### Text block
════════════════════
Browne went on to record a single for Bell Records’ British unit (an unusual label that also recorded the not-dissimilar Amazing Blondel during this same period), and had a short but more substantial liaison with Mickie Most’s RAK label in 1972, where he issued a single, “Journey,” with its extraordinary Spanish guitar figure, that went top 20 in 1972 and was voted “most unusual single of the year”. A self-titled solo album that was a direct stylistic follow-up to his Immediate LP followed. Neither did well enough to justify more recording at the time, and Browne spent the next several years as a session musician, working on a pair of albums by Colin Blunstone and one album by Tom Yates.
In 1973 he decided to transfer his classical technique to electric guitar, during which period he met Peter Godwin. They worked together for two years in Paris and London on the prototypical songs, sound and style of what was to become “Metro”. Duncan’s only album with Metro was released in 1976 on Logo Records. Suddenly, Browne was near the cutting edge of music again, and in addition to his work with Metro he released a pair of solo albums, The Wild Places and Streets of Fire, which were also issued on Sire in the early ’80s. This was as close as Duncan Browne ever got to rock stardom, his records sought after in locales like New York’s East Village and played on American college radio stations. Creem magazine critic Janis Schact pegged him as the voice that was “about to launch [a thousand romances] into the 1980s.”
Despite some beautiful and surprisingly hard-rocking music that was sort of new wave melodic, however, there wasn’t enough interest or activity to sustain this phase of Browne’s career. By the middle of the eighties, Browne had moved into the field of film and television scoring, and worked on Jonathan Miller’s series Madness, among other productions. He was pleasantly surprised at the outset of the 1990s when the CD boom led to new interest in his 1960s and 1970s rock efforts — Browne was gratified, in particular, to learn that Sony Music Special Products was preparing a CD reissue of Give Me Take You in the United States.
════════════════════
### Data segment
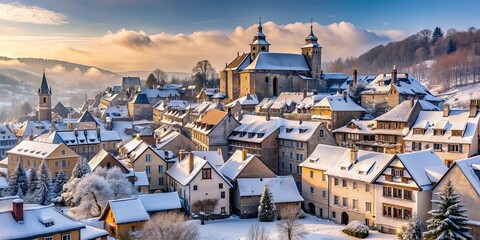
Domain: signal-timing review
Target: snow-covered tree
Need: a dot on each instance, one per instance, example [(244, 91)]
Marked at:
════════════════════
Carry the passage on Duncan Browne's career forward from its final sentence. The listing comes from a source unrelated to the passage on Duncan Browne's career.

Alas, he was stricken with cancer in the early ’90s, and died on May 28, 1993 at the age of 46.
In the years since, most of his catalog, including his early-’80s solo albums, was re-released and Browne’s music may well have had a larger following in 2002 than it ever did in the 1960s and 1970s.
In the 1990’s, battling cancer, Duncan had begun working on his first album of new songs in well over a decade. But tragically, Duncan would not see the completion of “Songs of Love and War”. The task of completing the album fell to Nick Magnus, who with the help of Colin Blunstone and Sebastion Graham-Jones, put the finishing touches on a haunting and beautiful collection of songs. The album was released on Nic Potter’s Zomart label in 1995.
Duncan Browne’s songs have been covered by Patti Smith, Ian Matthews, Barry Manilow, Colin Blunstone, John English, and particularly successfully by David Bowie.
I guess you have to be in a particular mood, but I loved the achingly beautiful song by Duncan Brown titled Niña Morena.